## Begin Record set
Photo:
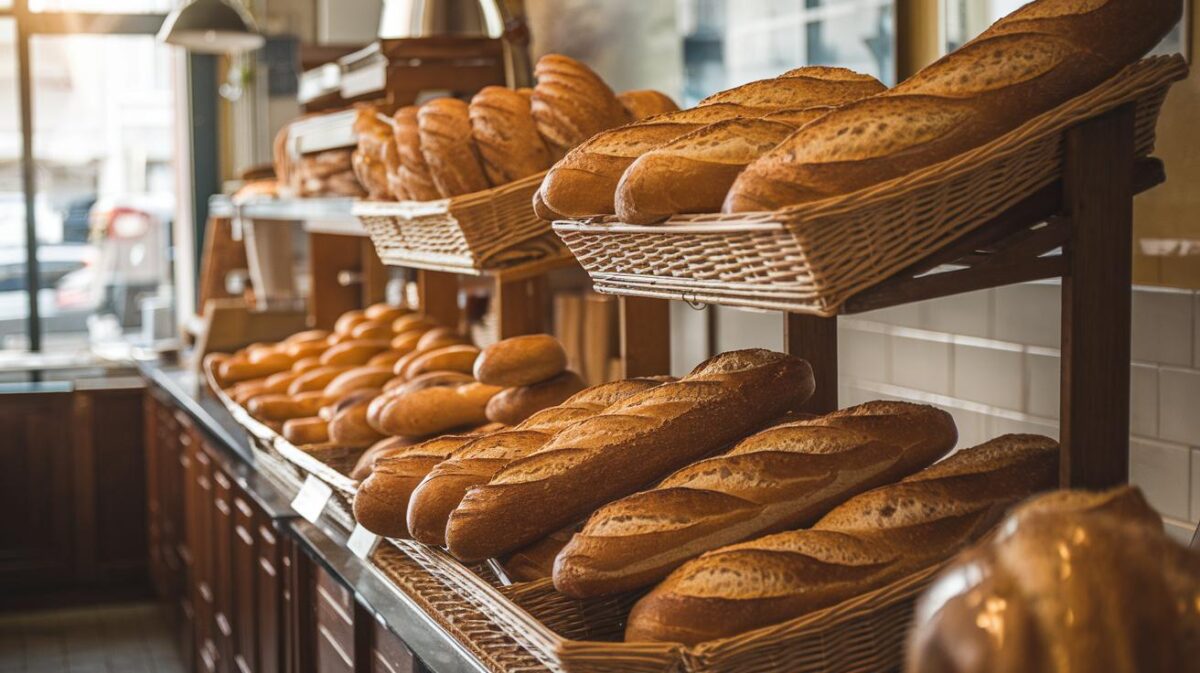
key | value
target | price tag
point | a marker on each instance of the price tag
(312, 498)
(361, 542)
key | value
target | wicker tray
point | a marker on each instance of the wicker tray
(490, 229)
(573, 636)
(811, 258)
(289, 464)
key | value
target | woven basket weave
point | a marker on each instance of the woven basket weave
(811, 258)
(489, 229)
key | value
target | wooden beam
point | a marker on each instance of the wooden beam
(1098, 191)
(815, 340)
(645, 336)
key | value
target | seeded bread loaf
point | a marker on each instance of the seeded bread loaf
(1032, 60)
(449, 149)
(628, 446)
(865, 544)
(477, 462)
(503, 127)
(571, 103)
(781, 478)
(414, 172)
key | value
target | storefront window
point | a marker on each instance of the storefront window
(729, 42)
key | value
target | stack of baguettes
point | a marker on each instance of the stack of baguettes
(814, 133)
(447, 148)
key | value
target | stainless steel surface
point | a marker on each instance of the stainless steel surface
(433, 18)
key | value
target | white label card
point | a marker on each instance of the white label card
(361, 542)
(311, 500)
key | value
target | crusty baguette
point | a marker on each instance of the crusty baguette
(507, 137)
(521, 360)
(868, 542)
(515, 404)
(781, 478)
(642, 103)
(801, 88)
(381, 503)
(570, 103)
(414, 172)
(477, 462)
(1029, 62)
(582, 184)
(628, 446)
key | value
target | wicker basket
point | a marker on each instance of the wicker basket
(813, 257)
(490, 229)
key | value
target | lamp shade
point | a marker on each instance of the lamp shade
(211, 26)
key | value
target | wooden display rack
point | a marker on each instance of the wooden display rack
(1087, 214)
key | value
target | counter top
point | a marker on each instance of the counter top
(324, 541)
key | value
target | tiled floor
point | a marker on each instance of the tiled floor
(126, 638)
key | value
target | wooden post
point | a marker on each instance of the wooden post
(520, 305)
(1096, 294)
(645, 336)
(815, 340)
(439, 296)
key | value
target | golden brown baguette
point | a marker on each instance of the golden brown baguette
(583, 182)
(868, 542)
(507, 137)
(1029, 62)
(381, 503)
(1080, 578)
(449, 149)
(571, 103)
(801, 88)
(641, 103)
(521, 360)
(414, 172)
(631, 444)
(781, 478)
(477, 462)
(515, 404)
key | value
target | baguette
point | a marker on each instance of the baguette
(414, 172)
(582, 184)
(515, 404)
(449, 149)
(1035, 59)
(477, 462)
(571, 103)
(865, 544)
(521, 360)
(781, 478)
(628, 446)
(507, 137)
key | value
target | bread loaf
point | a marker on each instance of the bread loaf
(571, 103)
(641, 103)
(1036, 59)
(503, 127)
(582, 184)
(381, 503)
(312, 430)
(631, 444)
(1083, 581)
(781, 478)
(414, 172)
(477, 462)
(868, 542)
(515, 404)
(449, 149)
(521, 360)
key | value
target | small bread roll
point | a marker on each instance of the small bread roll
(312, 430)
(515, 404)
(448, 146)
(507, 137)
(522, 360)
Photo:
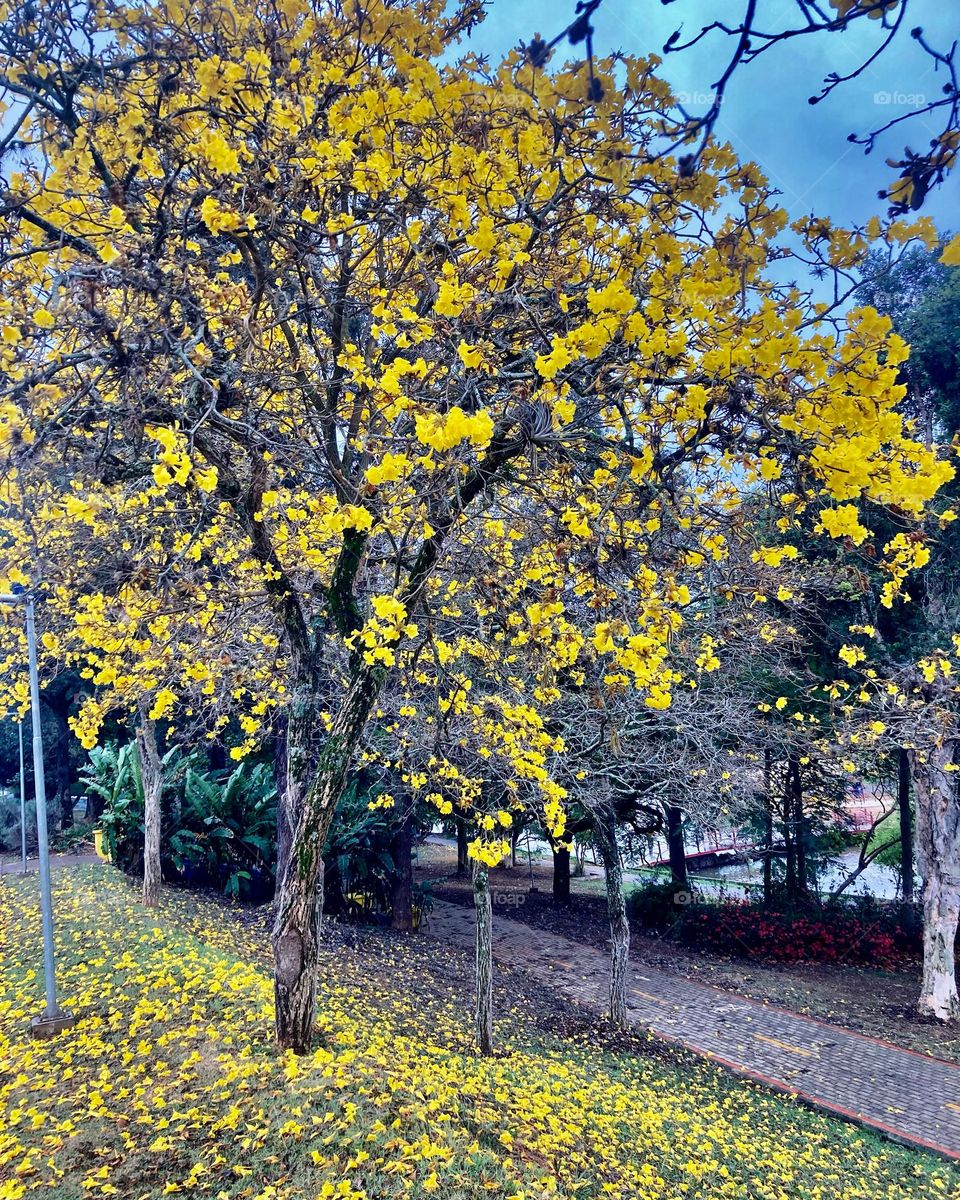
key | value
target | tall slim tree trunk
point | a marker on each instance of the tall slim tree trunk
(676, 849)
(767, 826)
(799, 829)
(562, 876)
(906, 823)
(151, 775)
(401, 850)
(285, 831)
(484, 1006)
(462, 839)
(310, 797)
(61, 757)
(619, 927)
(937, 798)
(790, 840)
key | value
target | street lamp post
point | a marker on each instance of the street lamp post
(54, 1019)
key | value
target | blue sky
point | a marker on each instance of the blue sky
(803, 150)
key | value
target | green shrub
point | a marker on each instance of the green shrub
(658, 905)
(217, 828)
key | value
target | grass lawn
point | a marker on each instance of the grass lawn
(169, 1084)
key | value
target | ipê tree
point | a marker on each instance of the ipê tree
(316, 304)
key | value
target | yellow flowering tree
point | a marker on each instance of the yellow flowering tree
(305, 323)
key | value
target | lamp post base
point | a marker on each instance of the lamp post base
(49, 1026)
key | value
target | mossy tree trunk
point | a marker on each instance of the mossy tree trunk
(906, 823)
(619, 925)
(401, 850)
(484, 1006)
(151, 777)
(937, 797)
(676, 847)
(562, 875)
(310, 799)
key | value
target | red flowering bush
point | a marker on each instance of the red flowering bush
(867, 935)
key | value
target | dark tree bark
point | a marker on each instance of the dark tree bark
(484, 1005)
(462, 839)
(310, 799)
(151, 775)
(285, 831)
(562, 876)
(767, 827)
(790, 840)
(799, 829)
(676, 849)
(939, 856)
(619, 927)
(216, 755)
(401, 850)
(906, 823)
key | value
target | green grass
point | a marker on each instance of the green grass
(169, 1084)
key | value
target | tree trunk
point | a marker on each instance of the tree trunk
(790, 844)
(310, 799)
(562, 876)
(401, 850)
(767, 827)
(151, 775)
(799, 829)
(906, 823)
(462, 838)
(939, 858)
(619, 927)
(285, 831)
(676, 847)
(63, 766)
(484, 1007)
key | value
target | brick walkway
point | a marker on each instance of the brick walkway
(901, 1093)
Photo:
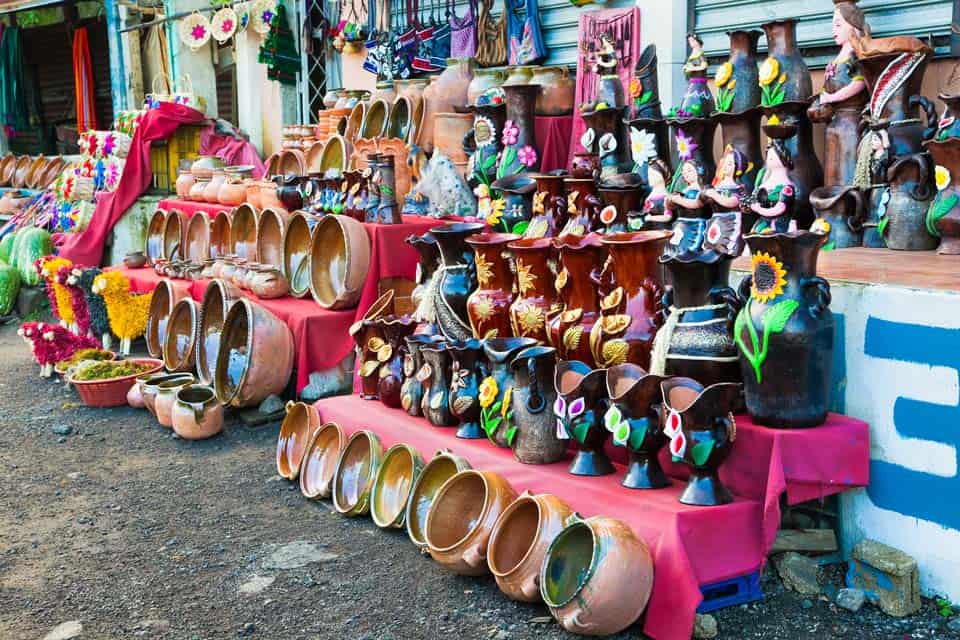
## End Record set
• **The problem**
Find each line in the entries above that contains the string "stack" and copy it in full. Matching is case-sensitive.

• **Solution below**
target | stack of baguettes
point | a marker on each instance of the stack of baguettes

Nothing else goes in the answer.